### Exercise requirements:
Answer the following from the message on CORS:
1. Which project does it name as having moved to a browser extension?
2. According to the quoted remark, why does running an add-on skip the problem?
3. What does the writer call the only solution that will work, now and in the future?

Over the past few years numerous others have hit this issue, for
instance TimBL and his team on the Tabulator project - they had to move
to a browser extension where the access is granted, as have many others,
and as I'll probably end up doing, and those that follow after me.
quote TimBL yesterday in response to this issue: "Note if they run an
add-on, like Tabulator, then they skip this problem as the code is
deemed trusted." [1]
Here's what happens, applications are no longer portable, and moreover
they are platform specific, as more and more start to see the web as a
data tier then they too move to making browser extensions - browser wars
/ social impact / and notion of trying to "own" the web (or access to)
aside...
This leaves us in a scenario where it is the norm to download, install
and trust an application that runs in the browser, and applications
which have all the access that xhr would have today without any same
origin rules and CORS.
Now, if you apply the same origin restriction and push browser
extensions in to CORS too, then either the apps everybody then depend on
stop working, or everybody opens up the data with CORS and the original
issues CORS tries to address are back.
Problem is, do you address it in the past when it's been noted (time
machine?), now, or wait till the .... really hits the fan?
CORS completely unlinks the web, it makes it not a web (as far as xhr is
concerned anyway) - the only solution that will work, now and through
the future, is to invert the model - everything is public unless access
controlled otherwise - this is why the web works, and xhr doesn't.
arguably broken as somebody recently said.
[1] http://lists.w3.org/Archives/Public/www-tag/2010May/0015.html
replies to specifics below, but they are pretty much obsolete given the
above.

### Dataset content:
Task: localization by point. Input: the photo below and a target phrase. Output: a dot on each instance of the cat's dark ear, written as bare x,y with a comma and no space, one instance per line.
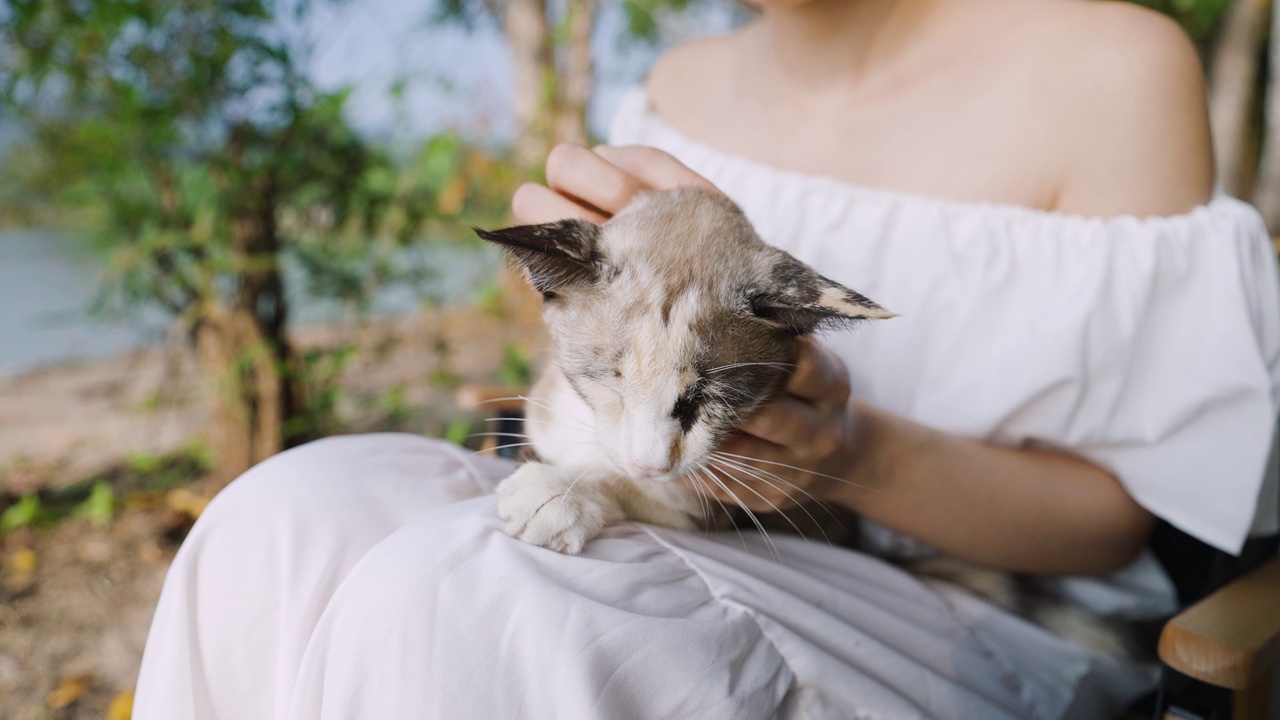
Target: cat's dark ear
801,300
557,255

### Complete response:
1. The Tabulator project.
2. Because the add-on's code is deemed trusted.
3. Inverting the model, so that everything is public unless access is controlled otherwise.